● PROBLEM TO SOLVE
Add 5 to every number in the coordinates, and write out again all lines of the data below, starting at the line that contains "TARGET = arched doorway" and ending at the final line of the data.

Coordinate labeling data:
################

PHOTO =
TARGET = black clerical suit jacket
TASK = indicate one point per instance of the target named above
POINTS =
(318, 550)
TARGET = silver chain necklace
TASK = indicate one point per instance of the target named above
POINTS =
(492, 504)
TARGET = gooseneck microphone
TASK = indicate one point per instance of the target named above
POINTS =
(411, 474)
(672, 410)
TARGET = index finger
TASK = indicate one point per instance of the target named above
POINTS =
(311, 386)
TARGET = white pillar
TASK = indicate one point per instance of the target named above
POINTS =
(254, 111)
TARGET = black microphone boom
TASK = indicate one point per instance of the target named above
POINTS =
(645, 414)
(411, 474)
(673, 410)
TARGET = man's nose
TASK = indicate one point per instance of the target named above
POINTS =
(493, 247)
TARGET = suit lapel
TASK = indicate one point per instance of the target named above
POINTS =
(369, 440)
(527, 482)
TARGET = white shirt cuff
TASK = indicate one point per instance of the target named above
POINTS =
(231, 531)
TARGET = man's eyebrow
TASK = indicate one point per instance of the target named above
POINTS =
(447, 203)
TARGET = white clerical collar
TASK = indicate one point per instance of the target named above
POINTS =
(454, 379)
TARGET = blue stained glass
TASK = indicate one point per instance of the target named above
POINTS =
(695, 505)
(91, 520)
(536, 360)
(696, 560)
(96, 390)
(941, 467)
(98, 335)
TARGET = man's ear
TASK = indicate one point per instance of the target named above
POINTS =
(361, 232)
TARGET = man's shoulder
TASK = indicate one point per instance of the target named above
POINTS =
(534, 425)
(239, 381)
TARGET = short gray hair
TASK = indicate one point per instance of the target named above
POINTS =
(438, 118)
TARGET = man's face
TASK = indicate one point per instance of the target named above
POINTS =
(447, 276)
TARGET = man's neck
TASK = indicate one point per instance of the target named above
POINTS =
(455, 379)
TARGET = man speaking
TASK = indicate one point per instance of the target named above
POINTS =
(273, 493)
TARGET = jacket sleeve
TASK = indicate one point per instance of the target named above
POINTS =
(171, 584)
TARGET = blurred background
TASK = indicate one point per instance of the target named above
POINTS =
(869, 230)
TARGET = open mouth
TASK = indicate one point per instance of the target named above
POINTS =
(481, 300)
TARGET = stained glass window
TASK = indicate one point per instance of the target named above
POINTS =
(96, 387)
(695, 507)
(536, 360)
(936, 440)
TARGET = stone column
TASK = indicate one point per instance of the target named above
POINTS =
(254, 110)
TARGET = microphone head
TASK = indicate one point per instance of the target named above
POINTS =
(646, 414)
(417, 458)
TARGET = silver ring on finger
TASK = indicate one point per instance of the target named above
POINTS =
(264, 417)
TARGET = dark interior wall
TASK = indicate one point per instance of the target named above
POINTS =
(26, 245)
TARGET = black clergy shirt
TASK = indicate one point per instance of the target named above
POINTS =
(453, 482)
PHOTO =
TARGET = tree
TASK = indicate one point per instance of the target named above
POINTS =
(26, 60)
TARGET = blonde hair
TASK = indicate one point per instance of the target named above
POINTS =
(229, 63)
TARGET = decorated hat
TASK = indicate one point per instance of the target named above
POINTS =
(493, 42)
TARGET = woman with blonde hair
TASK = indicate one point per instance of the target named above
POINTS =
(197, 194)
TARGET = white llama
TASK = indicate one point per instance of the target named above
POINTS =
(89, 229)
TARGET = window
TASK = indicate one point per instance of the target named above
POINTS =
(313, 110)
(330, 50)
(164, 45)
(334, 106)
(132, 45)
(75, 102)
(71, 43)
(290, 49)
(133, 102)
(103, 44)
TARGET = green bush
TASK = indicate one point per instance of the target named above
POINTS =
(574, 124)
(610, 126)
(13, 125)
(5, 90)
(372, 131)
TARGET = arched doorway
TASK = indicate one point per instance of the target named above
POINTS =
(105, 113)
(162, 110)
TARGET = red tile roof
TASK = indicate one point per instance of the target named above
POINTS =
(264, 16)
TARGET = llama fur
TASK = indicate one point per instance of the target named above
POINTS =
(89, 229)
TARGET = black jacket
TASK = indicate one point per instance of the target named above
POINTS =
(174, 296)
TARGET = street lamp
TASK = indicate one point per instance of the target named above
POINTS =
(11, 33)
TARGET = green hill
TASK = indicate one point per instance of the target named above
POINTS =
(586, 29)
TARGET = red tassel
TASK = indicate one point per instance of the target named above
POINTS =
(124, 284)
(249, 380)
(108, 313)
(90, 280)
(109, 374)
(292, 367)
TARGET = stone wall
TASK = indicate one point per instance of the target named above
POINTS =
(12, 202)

################

● IN RESPONSE
TARGET = arched doorway
TASK = indicate one point per instance of the target named above
POINTS =
(110, 118)
(167, 115)
TARGET = red tile roof
TASK = indicate one point per instance of the target named above
POINTS =
(269, 21)
TARGET = llama fur
TASK = indicate one point per instance of the target named above
POINTS =
(94, 234)
TARGET = black jacket
TASK = indicate one point per instance of the target named above
POINTS =
(179, 301)
TARGET = street lamp
TASK = indicate one point per instance of the target named above
POINTS =
(16, 38)
TARGET = green hill
TASK = indicate one point per instance of the target named above
POINTS =
(591, 34)
TARGET = red tassel
TASK = indicate one point per instance of the target named above
POINTS =
(129, 289)
(254, 385)
(113, 318)
(95, 285)
(114, 379)
(297, 372)
TARGET = stone wall
TASK = indicate one point per instance of the target named above
POINTS =
(17, 207)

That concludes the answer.